Information supplied.
___
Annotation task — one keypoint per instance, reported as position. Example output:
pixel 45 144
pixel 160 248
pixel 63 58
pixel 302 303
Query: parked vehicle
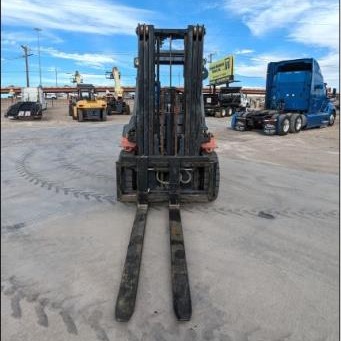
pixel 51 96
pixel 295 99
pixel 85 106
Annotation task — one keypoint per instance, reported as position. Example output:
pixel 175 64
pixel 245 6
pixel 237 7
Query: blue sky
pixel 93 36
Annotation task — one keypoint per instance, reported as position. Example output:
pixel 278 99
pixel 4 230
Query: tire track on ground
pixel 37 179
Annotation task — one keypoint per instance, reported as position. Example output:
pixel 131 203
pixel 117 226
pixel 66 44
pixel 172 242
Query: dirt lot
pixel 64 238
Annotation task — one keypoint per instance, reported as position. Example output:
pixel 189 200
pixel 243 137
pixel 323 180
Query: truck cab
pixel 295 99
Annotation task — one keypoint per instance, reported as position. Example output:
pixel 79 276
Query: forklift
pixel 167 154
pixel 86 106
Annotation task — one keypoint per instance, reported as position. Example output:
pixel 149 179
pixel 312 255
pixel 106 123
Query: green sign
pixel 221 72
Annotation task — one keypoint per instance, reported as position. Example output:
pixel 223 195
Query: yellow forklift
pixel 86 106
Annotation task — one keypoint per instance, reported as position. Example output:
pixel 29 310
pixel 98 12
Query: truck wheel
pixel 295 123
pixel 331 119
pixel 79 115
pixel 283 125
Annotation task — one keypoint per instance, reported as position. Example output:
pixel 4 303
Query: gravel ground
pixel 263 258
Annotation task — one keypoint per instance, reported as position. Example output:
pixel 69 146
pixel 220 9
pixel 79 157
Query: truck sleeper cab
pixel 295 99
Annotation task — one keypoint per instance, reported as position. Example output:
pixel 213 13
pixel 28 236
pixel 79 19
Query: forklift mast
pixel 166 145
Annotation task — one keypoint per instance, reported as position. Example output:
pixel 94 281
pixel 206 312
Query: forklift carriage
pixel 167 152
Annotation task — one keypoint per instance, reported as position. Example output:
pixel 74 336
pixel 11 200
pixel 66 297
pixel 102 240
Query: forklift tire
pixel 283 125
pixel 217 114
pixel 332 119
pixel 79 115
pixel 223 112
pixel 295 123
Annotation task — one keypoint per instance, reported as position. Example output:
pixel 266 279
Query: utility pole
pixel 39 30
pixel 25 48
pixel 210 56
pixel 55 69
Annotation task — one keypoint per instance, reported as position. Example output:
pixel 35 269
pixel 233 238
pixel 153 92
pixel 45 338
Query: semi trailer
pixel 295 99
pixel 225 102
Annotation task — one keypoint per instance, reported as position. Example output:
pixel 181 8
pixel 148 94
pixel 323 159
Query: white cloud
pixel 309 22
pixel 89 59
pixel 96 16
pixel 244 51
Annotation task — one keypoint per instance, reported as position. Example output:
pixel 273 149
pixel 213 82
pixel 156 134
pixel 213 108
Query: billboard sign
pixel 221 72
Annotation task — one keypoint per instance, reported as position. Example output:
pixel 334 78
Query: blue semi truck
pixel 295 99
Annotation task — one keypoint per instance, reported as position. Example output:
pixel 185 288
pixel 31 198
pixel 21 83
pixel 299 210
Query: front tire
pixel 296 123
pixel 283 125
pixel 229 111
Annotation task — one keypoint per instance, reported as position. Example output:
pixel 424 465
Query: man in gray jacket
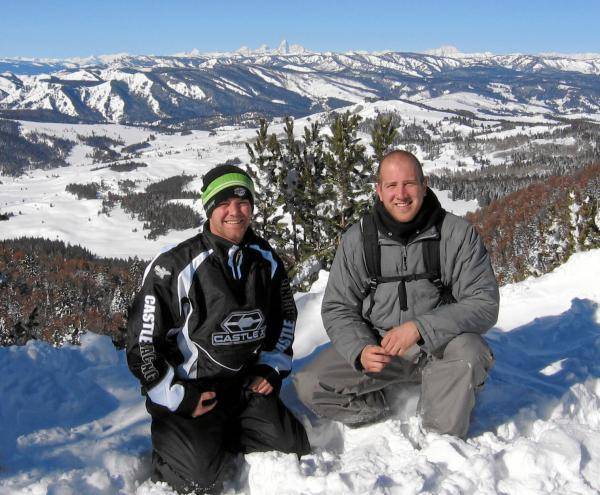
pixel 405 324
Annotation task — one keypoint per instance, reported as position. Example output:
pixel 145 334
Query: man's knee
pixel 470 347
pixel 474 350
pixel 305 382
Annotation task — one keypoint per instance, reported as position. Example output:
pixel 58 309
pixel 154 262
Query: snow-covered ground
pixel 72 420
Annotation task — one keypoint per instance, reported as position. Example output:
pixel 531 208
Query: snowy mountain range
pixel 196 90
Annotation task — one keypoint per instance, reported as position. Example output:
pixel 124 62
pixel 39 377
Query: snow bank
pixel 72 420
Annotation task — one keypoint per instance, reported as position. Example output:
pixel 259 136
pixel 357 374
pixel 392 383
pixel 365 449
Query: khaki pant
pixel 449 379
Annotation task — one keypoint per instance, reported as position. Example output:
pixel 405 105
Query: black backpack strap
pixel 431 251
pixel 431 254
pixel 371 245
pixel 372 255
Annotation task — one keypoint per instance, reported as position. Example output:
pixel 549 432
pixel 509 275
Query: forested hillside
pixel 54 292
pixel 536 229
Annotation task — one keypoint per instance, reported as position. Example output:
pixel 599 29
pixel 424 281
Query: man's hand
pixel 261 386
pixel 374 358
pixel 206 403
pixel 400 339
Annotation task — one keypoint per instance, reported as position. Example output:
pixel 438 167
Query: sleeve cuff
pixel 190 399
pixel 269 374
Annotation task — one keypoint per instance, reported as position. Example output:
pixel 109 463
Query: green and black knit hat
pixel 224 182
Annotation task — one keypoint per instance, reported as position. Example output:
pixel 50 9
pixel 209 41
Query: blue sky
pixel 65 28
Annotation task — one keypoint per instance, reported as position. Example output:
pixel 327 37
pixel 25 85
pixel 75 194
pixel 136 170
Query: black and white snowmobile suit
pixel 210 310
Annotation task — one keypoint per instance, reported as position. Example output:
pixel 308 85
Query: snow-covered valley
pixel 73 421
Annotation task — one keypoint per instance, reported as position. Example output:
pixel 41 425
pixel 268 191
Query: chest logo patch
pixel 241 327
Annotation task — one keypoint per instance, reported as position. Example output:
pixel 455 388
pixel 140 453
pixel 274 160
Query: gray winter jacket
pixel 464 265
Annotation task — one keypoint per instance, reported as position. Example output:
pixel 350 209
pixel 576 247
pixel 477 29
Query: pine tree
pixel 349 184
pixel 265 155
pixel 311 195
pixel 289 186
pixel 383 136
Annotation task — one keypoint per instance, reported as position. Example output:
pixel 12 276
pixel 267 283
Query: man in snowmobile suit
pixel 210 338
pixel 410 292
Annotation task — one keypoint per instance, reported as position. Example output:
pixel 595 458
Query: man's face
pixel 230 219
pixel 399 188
___
Written problem. Print the records above exactly as they stand, but leave out the pictures.

Response to this exercise.
Annotation task — one keypoint per instance, reported as position. Example output:
pixel 45 144
pixel 160 248
pixel 63 58
pixel 302 303
Query: parked vehicle
pixel 51 96
pixel 295 99
pixel 85 106
Annotation task — one keypoint per instance, reported as position. Example output:
pixel 175 64
pixel 245 6
pixel 237 7
Query: blue sky
pixel 93 36
Annotation task — one keypoint per instance, reported as position. Example output:
pixel 278 99
pixel 4 230
Query: tire track on ground
pixel 37 179
Annotation task — one keypoint per instance, reported as position. Example output:
pixel 131 203
pixel 117 226
pixel 66 44
pixel 172 242
Query: dirt lot
pixel 64 238
Annotation task — one keypoint per instance, reported as position. Example output:
pixel 189 200
pixel 243 137
pixel 323 180
Query: truck cab
pixel 295 99
Annotation task — one keypoint per instance, reported as position. Example output:
pixel 79 276
Query: forklift
pixel 167 154
pixel 86 106
Annotation task — one keypoint per instance, reported as position. Example output:
pixel 149 179
pixel 312 255
pixel 106 123
Query: green sign
pixel 221 72
Annotation task — one keypoint per instance, reported as position. Example output:
pixel 223 195
Query: yellow forklift
pixel 86 106
Annotation task — one keypoint per instance, reported as position. Example output:
pixel 29 310
pixel 98 12
Query: truck wheel
pixel 295 123
pixel 331 119
pixel 79 115
pixel 283 125
Annotation task — one keypoint per instance, reported as position. Example output:
pixel 4 303
Query: gravel ground
pixel 263 258
Annotation task — one keypoint per instance, reported as position. Example output:
pixel 69 146
pixel 220 9
pixel 79 157
Query: truck sleeper cab
pixel 295 99
Annotation task — one keypoint per instance, reported as position. Example output:
pixel 213 13
pixel 28 236
pixel 79 19
Query: forklift mast
pixel 166 145
Annotation task — one keypoint per instance, reported as position. Example output:
pixel 94 281
pixel 206 312
Query: forklift carriage
pixel 167 152
Annotation task — one keypoint per instance, reported as position. Example output:
pixel 74 336
pixel 11 200
pixel 66 297
pixel 102 240
Query: forklift tire
pixel 283 125
pixel 217 114
pixel 332 119
pixel 79 115
pixel 223 112
pixel 295 123
Annotation task — one keypoint per instance, reported as position. Example output:
pixel 266 279
Query: utility pole
pixel 39 30
pixel 25 48
pixel 210 56
pixel 55 69
Annotation task — one keypoint per instance, reported as position. Example output:
pixel 35 269
pixel 233 238
pixel 153 92
pixel 45 338
Query: semi trailer
pixel 295 99
pixel 225 102
Annotation task — one keypoint per instance, reported as position. Example output:
pixel 181 8
pixel 148 94
pixel 323 159
Query: white cloud
pixel 309 22
pixel 89 59
pixel 96 16
pixel 244 51
Annotation task — one keypoint per instance, reported as position. Example output:
pixel 273 149
pixel 213 82
pixel 156 134
pixel 213 108
Query: billboard sign
pixel 221 72
Annotation task — one keypoint per instance, reported as position. Example output:
pixel 334 78
Query: blue semi truck
pixel 295 99
Annotation task — one keypoint per instance, reported as position. Example output:
pixel 185 288
pixel 31 198
pixel 21 83
pixel 299 210
Query: front tire
pixel 296 123
pixel 283 125
pixel 229 111
Annotation task — one keypoint per instance, reported as position. Example output:
pixel 424 465
Query: man in gray jacket
pixel 405 324
Annotation task — one keypoint per instance, reported as position. Example output:
pixel 145 334
Query: man's knee
pixel 470 347
pixel 474 350
pixel 305 382
Annotation task — one keypoint per instance, reported as position. Example output:
pixel 58 309
pixel 154 262
Query: snow-covered ground
pixel 72 420
Annotation task — one keypoint per instance, reported as position. Example output:
pixel 531 208
Query: snowy mountain range
pixel 196 90
Annotation task — one keypoint per instance, reported as position. Example output:
pixel 124 62
pixel 39 377
Query: snow bank
pixel 72 420
Annotation task — one keypoint per instance, reported as position. Example output:
pixel 259 136
pixel 357 374
pixel 392 383
pixel 365 449
Query: khaki pant
pixel 449 379
Annotation task — one keypoint per instance, reported as position. Example output:
pixel 405 105
Query: black backpack strap
pixel 431 251
pixel 431 254
pixel 371 245
pixel 372 255
Annotation task — one keypoint per instance, reported as position. Example output:
pixel 549 432
pixel 509 275
Query: forested hillside
pixel 54 292
pixel 536 229
Annotation task — one keypoint per instance, reported as position. Example output:
pixel 599 29
pixel 424 281
Query: man's hand
pixel 261 386
pixel 374 358
pixel 206 403
pixel 400 339
Annotation task — one keypoint per instance, reported as position. Example output:
pixel 438 167
Query: sleeve cuff
pixel 190 399
pixel 269 374
Annotation task — one keypoint per instance, reported as position. Example output:
pixel 109 463
Query: green and black knit hat
pixel 224 182
Annotation task — one keypoint per instance, reported as position. Example output:
pixel 50 9
pixel 209 41
Query: blue sky
pixel 65 28
Annotation task — one keypoint per instance, reported as position. Example output:
pixel 327 37
pixel 25 85
pixel 75 194
pixel 136 170
Query: black and white snowmobile suit
pixel 210 310
Annotation task — one keypoint per instance, reported as position. Example output:
pixel 308 85
Query: snow-covered valley
pixel 73 421
Annotation task — one keypoint per instance, reported as position. Example output:
pixel 41 425
pixel 268 191
Query: chest logo patch
pixel 241 327
Annotation task — one keypoint per instance, reported as position. Example output:
pixel 455 388
pixel 140 453
pixel 274 160
Query: gray winter jacket
pixel 464 265
Annotation task — one keypoint per instance, reported as position. Example output:
pixel 350 209
pixel 576 247
pixel 477 29
Query: pine tree
pixel 349 184
pixel 265 155
pixel 311 195
pixel 289 186
pixel 383 136
Annotation task — one keypoint per instance, reported as position. Example output:
pixel 12 276
pixel 267 283
Query: man in snowmobile suit
pixel 210 338
pixel 410 292
Annotation task — one keypoint per instance, reported as position. Example output:
pixel 595 458
Query: man's face
pixel 230 219
pixel 399 188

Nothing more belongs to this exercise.